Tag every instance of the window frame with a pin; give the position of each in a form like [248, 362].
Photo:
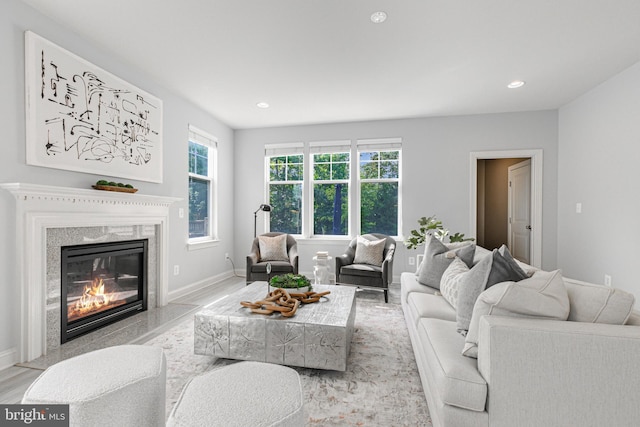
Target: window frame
[203, 138]
[331, 148]
[354, 147]
[282, 150]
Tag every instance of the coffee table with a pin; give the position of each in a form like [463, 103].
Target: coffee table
[318, 336]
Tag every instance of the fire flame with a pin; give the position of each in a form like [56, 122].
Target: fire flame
[93, 299]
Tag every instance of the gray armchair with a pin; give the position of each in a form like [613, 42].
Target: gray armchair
[257, 269]
[366, 275]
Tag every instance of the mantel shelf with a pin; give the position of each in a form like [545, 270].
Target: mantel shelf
[27, 192]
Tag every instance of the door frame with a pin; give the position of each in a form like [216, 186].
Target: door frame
[536, 193]
[510, 196]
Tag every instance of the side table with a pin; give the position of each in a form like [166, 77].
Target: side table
[321, 270]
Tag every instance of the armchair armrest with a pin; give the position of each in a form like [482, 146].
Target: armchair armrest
[252, 259]
[342, 260]
[559, 373]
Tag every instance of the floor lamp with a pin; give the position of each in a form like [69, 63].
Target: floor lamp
[264, 208]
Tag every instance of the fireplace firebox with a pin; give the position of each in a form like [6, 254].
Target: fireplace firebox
[101, 284]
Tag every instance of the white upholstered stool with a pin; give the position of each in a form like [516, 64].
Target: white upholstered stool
[244, 394]
[118, 386]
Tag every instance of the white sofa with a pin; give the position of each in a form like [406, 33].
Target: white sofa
[529, 372]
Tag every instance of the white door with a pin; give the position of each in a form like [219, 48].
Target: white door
[519, 238]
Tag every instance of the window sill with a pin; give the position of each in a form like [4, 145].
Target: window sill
[194, 245]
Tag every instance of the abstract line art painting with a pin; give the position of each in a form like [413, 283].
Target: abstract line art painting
[82, 118]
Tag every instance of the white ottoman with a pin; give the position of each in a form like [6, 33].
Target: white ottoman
[117, 386]
[244, 394]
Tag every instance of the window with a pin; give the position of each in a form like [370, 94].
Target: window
[285, 180]
[331, 166]
[379, 167]
[202, 154]
[313, 192]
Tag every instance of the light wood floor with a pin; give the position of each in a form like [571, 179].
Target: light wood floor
[15, 380]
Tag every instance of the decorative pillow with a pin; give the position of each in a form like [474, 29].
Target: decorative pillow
[490, 270]
[438, 257]
[450, 246]
[451, 279]
[599, 304]
[543, 295]
[369, 251]
[273, 248]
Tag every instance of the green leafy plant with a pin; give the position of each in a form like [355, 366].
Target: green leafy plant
[432, 226]
[289, 280]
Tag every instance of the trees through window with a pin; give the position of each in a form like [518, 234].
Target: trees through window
[201, 184]
[320, 200]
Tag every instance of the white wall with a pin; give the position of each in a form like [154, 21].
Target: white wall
[195, 266]
[435, 157]
[599, 159]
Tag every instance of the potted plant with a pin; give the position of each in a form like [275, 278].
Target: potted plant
[432, 226]
[290, 281]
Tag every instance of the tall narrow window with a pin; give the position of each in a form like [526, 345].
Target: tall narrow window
[331, 173]
[286, 176]
[379, 167]
[202, 155]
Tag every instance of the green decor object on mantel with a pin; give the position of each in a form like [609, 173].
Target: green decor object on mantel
[432, 226]
[290, 281]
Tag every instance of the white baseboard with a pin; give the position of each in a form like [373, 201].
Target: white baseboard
[201, 284]
[8, 358]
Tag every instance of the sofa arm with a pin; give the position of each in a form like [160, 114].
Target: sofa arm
[557, 373]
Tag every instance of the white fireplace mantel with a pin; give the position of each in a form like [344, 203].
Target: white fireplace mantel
[39, 207]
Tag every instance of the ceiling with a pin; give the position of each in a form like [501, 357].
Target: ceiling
[324, 61]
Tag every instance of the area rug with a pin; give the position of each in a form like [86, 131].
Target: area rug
[381, 386]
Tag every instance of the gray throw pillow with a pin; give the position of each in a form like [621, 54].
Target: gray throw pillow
[486, 273]
[273, 248]
[369, 251]
[438, 257]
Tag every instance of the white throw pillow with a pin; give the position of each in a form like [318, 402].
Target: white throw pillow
[543, 295]
[451, 281]
[273, 248]
[369, 251]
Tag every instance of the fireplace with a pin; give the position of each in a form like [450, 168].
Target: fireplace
[101, 284]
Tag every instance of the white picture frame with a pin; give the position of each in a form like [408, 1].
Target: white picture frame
[82, 118]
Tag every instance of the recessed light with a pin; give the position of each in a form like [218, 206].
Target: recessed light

What the task requires
Reproduce all the items above with "with a pin" replaced by "with a dot" everywhere it appears, leaving everything else unchanged and omitting the pictures.

Problem solution
Tag every instance of the window frame with a dot; give the position of each in a form like [248, 362].
Photo:
Target: window frame
[203, 138]
[331, 148]
[354, 147]
[282, 150]
Tag every instance of the coffee table with a dot; give the position of each in a form like [463, 103].
Target: coffee table
[318, 336]
Tag every instance of the fire flame with a dot; give the position of each in a form like [56, 122].
Target: fire flame
[93, 299]
Tag every instance of the gray armchair with a dot; give the position of each in a form like [613, 42].
Target: gray armchair
[257, 269]
[366, 275]
Tag every instance of the mantel shelf with a dot; give the position of each in a form like [545, 270].
Target: mantel shelf
[27, 192]
Tag every instance of the door frame with a dot; give the position of each in a form like [216, 186].
Target: door frame
[536, 193]
[510, 196]
Tag every instance of the side table with a dot; give the position of each in a form like [166, 77].
Target: side table
[321, 270]
Tag every instance of the armchair armrest with a dot; give the position of each in a form like [482, 146].
Target: armchair armrest
[252, 259]
[342, 260]
[559, 373]
Tag every instance of the floor lamp with a dot; give the position of each in a form like [69, 63].
Target: floor lamp
[264, 208]
Tag every instance of the fireplace firebox with a dot; give the position of each in a form like [6, 254].
Target: fireplace firebox
[101, 284]
Tag every instance of the white upholstered stool with a dot; give the position of each in a form like [516, 64].
Target: white upholstered stool
[244, 394]
[118, 386]
Tag every instance of the white sofa with a dot; give the position of each in a form like [406, 33].
Target: white sofa
[529, 372]
Tag every instance of the white door with a dot; give the position of each in a form like [219, 48].
Target: white door
[519, 238]
Tag every instance of the window sill with a dot; give the position of each in a form like [4, 145].
Target: window sill
[194, 245]
Tag every instance of the abstract line art painting with a dot; give the position of each in a form like [413, 283].
Target: abstract line art painting
[82, 118]
Tag every instance of the white ottoman with a dot; give the position of each in a form like [6, 33].
Target: white ottoman
[117, 386]
[244, 394]
Tag every instance of the window with a dot; give the position of each in a form like [370, 94].
Target: window
[285, 180]
[331, 166]
[379, 167]
[202, 154]
[313, 192]
Tag every instance of the light wood floor with a dot; give the position of each in a form like [571, 179].
Target: light wood floor
[15, 380]
Tag every instance of the decorative pillow with a dot; give the position of each in a form like [474, 29].
Target: decorative pillow
[490, 270]
[438, 257]
[450, 246]
[451, 279]
[599, 304]
[543, 295]
[369, 251]
[273, 248]
Tag every instance of the green leafy plant with a dot; give the position of each in a form like [355, 366].
Target: green leafy plant
[432, 226]
[289, 280]
Tag every instance of the trees through window with a dot; give the position of each in a form like [518, 234].
Target: trees through window
[201, 184]
[320, 200]
Tag every instance of the white wall with a dot; give the position of each in a form like [154, 21].
Target: white wall
[195, 266]
[435, 157]
[599, 159]
Tag every instance of the potted plant with a dot; give the position of each in a form like [275, 278].
Target: potted plant
[432, 226]
[290, 281]
Tag every instance of the tall narrow window with a dot; give the position of each in a form like [526, 345].
Target: tall narrow window
[331, 173]
[286, 176]
[379, 167]
[202, 155]
Tag every instance of the green decor object on mantel with a dot; give the position of each in a form like [609, 173].
Target: green decor object on mantel
[432, 226]
[290, 281]
Tag every instance of the white baseboard with a dot; give the position of each in a form like [373, 201].
Target: white baseboard
[201, 284]
[8, 358]
Tag every instance of the sofa arm with a dot; give the position of each in a form like [160, 114].
Target: sofa arm
[557, 373]
Tag every instance of the white fireplace mantel with a dot; give the position of each in a form like [344, 203].
Target: white fireplace mantel
[39, 207]
Tag every instance of the ceiling with a dot; give the position of each in a form like [501, 357].
Target: ceiling
[324, 61]
Tag every instance of the area rug with a dot; give the position of each in a form like [86, 131].
Target: area rug
[381, 386]
Tag every instance of the gray throw pillow with a dot; give the position of each in a form like [621, 54].
Target: gray throw pillow
[486, 273]
[273, 248]
[369, 251]
[438, 257]
Tag every instance of the white throw pillow with a dot; give the position of each in a form like [318, 402].
Target: white throw pillow
[543, 295]
[451, 281]
[273, 248]
[369, 251]
Tag every instance of the fireplace with a dot; give the position of each in a form like [450, 168].
Target: fireplace
[101, 284]
Tag every instance of the white picture frame with a dot; give the position of each in a form like [408, 1].
Target: white picture frame
[82, 118]
Tag every instance of the recessed light with a dot; give the position of each in a form like [218, 206].
Target: recessed light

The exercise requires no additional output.